- **Texte à lire**
________

Je suis aussi pour une société sans prisons. Nous voulons œuvrer en direction du jour où personne ne sera emprisonné et où les prisons seront condamnées ou transformées en bâtiments utiles (si cela est possible). Une société qui se débarrasserait de ses prisons n’aurait pas une force de police telle que celle qui existe maintenant, et elle parviendrait sans aucun doute à développer des moyens bien plus sophistiqués pour faire face à des individus qui tenteraient de faire du mal à d’autres.
Mais songer même à un tel avenir faire ressortir un point évident: nous en sommes très éloignés. La question est donc la suivante: qu’est-ce qui contribue concrètement à l’édification d’un mouvement qui peut agir en direction de cet objectif dans le futur, mais qui peut aussi faire face aux abus et à la violence infligés quotidiennement par la police, de manière disproportionnée contre les personnes de couleur?
Afin de traiter ces questions, nous devons prendre du recul.
Ainsi que le disait souvent le dirigeant socialiste Eugene Debs [2], le système pénal d’injustice aux Etats-Unis est semblable à un filet conçu pour attraper les petits poissons et laisser passer les requins. Ajoutez à cela la nature raciste du système, le résultat inévitable est que les prisons sont remplies de gens pauvres qui sont, de façon disproportionnée, de couleur [3].
Des gens fortunés commettent les mêmes crimes tous les jours, mais ils peuvent employer de bons avocats et éviter la condamnation ou, pour le moins, bénéficier de sentences légères. En outre, il y a d’autres crimes que les riches réalisent quotidiennement mais pour lesquels aucun d’entre eux n’est même puni dans la mesure où leurs crimes sont légaux dans une société capitaliste.
Parce que le système judiciaire fait partie d’un appareil d’Etat dont l’objectif est de maintenir le statu quo, les hommes et les femmes qui dirigent ce système se trouvent également au-dessus de la loi. Les procureurs réalisent des fautes quotidiennement. Ils dissimulent des preuves, poursuivent les mauvaises personnes – même lorsqu’ils savent pertinemment que cela est une erreur –, ils menacent et flattent les suspects et s’ils sont attrapés sur le fait, ils sont rarement réprimandés.
La même chose est vraie en ce qui concerne la police. Même lorsque des agents sont surpris et filmés réalisant des actes clairement déplacés et illégaux, tels que le rouage de coups de Rodney King en 1991 ou l’assassinat par strangulation (chokehold, «prise» destinée à maîtriser un adversaire) d’Eric Garner l’été dernier, ils ne voient jamais l’intérieur d’une cellule de prison même s’ils sont poursuivis.

________

- **Entrées**

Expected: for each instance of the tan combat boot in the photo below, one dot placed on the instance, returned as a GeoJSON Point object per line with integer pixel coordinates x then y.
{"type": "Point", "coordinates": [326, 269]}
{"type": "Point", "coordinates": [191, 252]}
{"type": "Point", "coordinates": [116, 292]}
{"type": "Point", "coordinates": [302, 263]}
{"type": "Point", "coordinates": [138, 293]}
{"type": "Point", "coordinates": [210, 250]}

________

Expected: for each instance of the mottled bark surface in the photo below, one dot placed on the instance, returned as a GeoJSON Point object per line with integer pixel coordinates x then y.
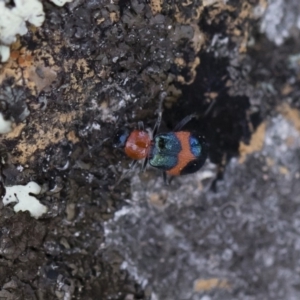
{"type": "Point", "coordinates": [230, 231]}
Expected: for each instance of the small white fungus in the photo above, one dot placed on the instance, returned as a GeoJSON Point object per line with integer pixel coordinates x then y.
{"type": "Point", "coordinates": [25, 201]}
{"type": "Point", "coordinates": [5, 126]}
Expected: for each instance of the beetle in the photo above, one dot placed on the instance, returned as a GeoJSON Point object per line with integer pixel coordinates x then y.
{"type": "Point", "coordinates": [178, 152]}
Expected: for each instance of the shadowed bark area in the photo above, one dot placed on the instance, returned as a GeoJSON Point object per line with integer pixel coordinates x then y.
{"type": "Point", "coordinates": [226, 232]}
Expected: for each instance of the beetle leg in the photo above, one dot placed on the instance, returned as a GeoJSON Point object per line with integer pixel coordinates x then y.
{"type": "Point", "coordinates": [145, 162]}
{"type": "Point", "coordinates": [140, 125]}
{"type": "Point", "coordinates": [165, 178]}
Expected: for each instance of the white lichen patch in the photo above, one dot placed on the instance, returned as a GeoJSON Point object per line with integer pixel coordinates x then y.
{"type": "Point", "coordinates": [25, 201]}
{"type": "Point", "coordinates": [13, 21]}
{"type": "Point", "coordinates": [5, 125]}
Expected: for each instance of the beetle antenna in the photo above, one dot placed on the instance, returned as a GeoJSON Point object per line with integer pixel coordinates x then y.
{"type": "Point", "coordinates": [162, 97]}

________

- **Consignes à suivre**
1/ Relevez toutes les personnes nommées dans le texte sur une société sans prisons.
2/ Prolongez le texte sur une société sans prisons en commençant juste après sa dernière phrase.

- **En réponse**
1/ Eugene Debs, Rodney King, Eric Garner

2/
Sur les dizaines de flics et d’inspecteurs qui, sous la direction de Jon Burge, torturaient des suspects afro-américains et latinos à Chicago entre 1972 et 1991, seul Burge est allé en prison – et sur la base d’un délit fédéral de parjure, il n’a jamais été condamné en tant que policier par les procureurs du comté de Cook avec lesquels il avait travaillé. Les autres tortionnaires ont continué de travailler au sein du département de police de Chicago – certains jusqu’à aujourd’hui.
Il en va de même pour ce qui est des abus et du harcèlement policier quotidien. A Chicago, des journalistes et des militant·e·s firent pression pour que soit publiée une liste des agents de police qui firent l’objet de plus de dix plaintes durant cinq ans entre 2001 et 2006. La liste compte 662 policiers – certains ayant fait l’objet de plus de 50 plaintes pour abus, ce qui veut dire environ une plainte par mois. Presque chaque plainte pour abus figurant sur la liste est suivie du nombre 600, ce qui signifie qu’aucune action n’a été entreprise contre l’agent en question.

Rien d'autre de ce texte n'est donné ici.